:: Listed records ::

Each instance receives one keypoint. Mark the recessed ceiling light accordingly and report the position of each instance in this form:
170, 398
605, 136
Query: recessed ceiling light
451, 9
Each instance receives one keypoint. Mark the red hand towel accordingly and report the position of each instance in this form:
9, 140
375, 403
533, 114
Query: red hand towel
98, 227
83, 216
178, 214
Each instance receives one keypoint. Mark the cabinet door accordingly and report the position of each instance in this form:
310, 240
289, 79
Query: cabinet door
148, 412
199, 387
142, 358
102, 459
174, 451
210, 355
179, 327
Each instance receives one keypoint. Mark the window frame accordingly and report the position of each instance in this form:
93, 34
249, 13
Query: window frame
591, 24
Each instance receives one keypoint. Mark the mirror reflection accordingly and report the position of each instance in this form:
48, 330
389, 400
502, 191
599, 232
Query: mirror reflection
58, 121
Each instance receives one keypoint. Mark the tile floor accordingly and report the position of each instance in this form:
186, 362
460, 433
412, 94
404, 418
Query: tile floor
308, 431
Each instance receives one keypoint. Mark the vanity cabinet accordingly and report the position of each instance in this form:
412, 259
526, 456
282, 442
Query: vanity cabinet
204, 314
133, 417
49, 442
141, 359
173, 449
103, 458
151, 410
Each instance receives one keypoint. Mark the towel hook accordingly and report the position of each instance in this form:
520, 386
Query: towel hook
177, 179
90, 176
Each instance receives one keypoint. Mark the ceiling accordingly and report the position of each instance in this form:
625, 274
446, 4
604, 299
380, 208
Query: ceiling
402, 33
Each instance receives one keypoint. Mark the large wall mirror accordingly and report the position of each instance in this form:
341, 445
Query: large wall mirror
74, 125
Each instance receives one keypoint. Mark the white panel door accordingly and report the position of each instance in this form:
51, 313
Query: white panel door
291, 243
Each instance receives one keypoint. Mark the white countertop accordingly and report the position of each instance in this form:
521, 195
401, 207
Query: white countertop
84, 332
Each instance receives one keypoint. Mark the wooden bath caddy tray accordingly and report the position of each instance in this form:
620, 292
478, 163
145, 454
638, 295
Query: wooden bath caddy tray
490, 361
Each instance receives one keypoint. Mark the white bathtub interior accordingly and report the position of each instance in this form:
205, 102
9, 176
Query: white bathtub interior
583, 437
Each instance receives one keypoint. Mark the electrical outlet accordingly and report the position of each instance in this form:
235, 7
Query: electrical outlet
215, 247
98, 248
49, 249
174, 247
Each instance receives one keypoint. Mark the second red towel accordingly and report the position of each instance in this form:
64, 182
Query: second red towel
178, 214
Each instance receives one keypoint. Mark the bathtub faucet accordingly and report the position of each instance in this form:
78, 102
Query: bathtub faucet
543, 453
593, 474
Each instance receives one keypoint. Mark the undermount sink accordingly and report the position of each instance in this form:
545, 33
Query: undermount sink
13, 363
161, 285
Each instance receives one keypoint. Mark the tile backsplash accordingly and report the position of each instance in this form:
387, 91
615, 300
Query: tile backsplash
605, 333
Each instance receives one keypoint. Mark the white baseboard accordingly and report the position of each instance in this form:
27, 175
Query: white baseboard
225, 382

:::

■ Exercise: Could I ask you to return the records exactly and in full?

■ Result of the task:
Each instance receives one keypoint. Mark the recessed ceiling light accordingly and report the position of each instance in this form:
170, 398
605, 136
Query: recessed ceiling light
451, 9
Each instance receives one keypoint. Mark the red hand towel accordingly and report the position of each instance in this form:
9, 140
375, 403
533, 114
Query: red hand towel
98, 227
83, 216
178, 214
Each instance receives one keypoint. Mark the cabinet door accordingly and report the position of each instance in this form:
310, 240
289, 79
Query: cabinet door
148, 412
199, 387
142, 358
102, 459
174, 451
210, 355
179, 327
Each instance receives one keypoint. Mark the window frame accordingly and report the position of each instance in this form:
93, 34
249, 13
Query: window frame
591, 24
Each instance receives one keypoint. Mark the mirror reflection accordingly and report the position of each instance in this form:
48, 330
389, 400
502, 191
599, 232
Query: mirror reflection
58, 121
Each instance receives one keypoint. Mark the tile floor accordingly and report the position of each instance in this form:
186, 362
460, 433
412, 94
404, 418
Query: tile floor
308, 431
Each instance receives one keypoint. Mark the vanity cabinet accordingly and report the position of each instance in this form:
412, 259
526, 456
282, 442
Query: vanity cabinet
204, 314
133, 417
49, 442
141, 359
173, 449
103, 458
151, 410
Each instance receives one keypoint. Mark the towel hook accordingly and report the position of each instance in this form:
520, 386
Query: towel hook
177, 179
90, 176
Each instance receives one keypoint. Mark the ceiling accordingly and report the position of each instance in this form:
625, 274
446, 4
604, 299
380, 208
Query: ceiling
402, 33
Each instance receives one keypoint. Mark the large wall mirror accordingly and report the position of each instance in this form:
341, 445
Query: large wall mirror
74, 125
Each instance receives one keypoint. Mark the white panel door accordingly and report the position of each instance in this form:
51, 313
Query: white panel door
291, 243
Each instance receives one keypoint. Mark the white countertop accordingly and report the position of each instance in this form:
521, 195
401, 207
Query: white countertop
84, 332
Each instance receives one keypoint. Mark the wooden bath caddy tray accordingly and report the position of each instance in this form:
620, 292
478, 163
145, 454
638, 295
Query: wooden bath caddy tray
490, 361
Each instance receives one keypoint. Mark the white bathtub interior accordingly and report the position of each instance in this form:
205, 102
9, 176
Query: white bathtub interior
583, 437
Each instance receives one keypoint. Mark the electrical outlet accordingly and report the position of each instance in this form:
235, 7
Query: electrical outlet
215, 247
98, 248
49, 249
174, 247
Each instance receives one keypoint. Mark the second red towel accordingly and report the position of each instance in this form:
64, 182
Query: second red towel
178, 214
Each instance receives one keypoint. Mark the bathtub faucet accordingly and report the position of each instance in this form:
78, 102
Query: bathtub faucet
543, 453
593, 474
Each instance receives one keypoint. Mark the undermount sink accordingly and report the position of each instance in this form:
545, 33
Query: undermount sink
13, 363
161, 285
Each instance receives one keypoint. Mark the tile backsplash accordingly and report the position of each instance in this form:
387, 91
615, 300
Query: tile backsplash
605, 333
Each instance receives one keypoint. Mark the white baseboard accordingly and report the position of each instance in this form:
27, 175
Query: white baseboard
225, 382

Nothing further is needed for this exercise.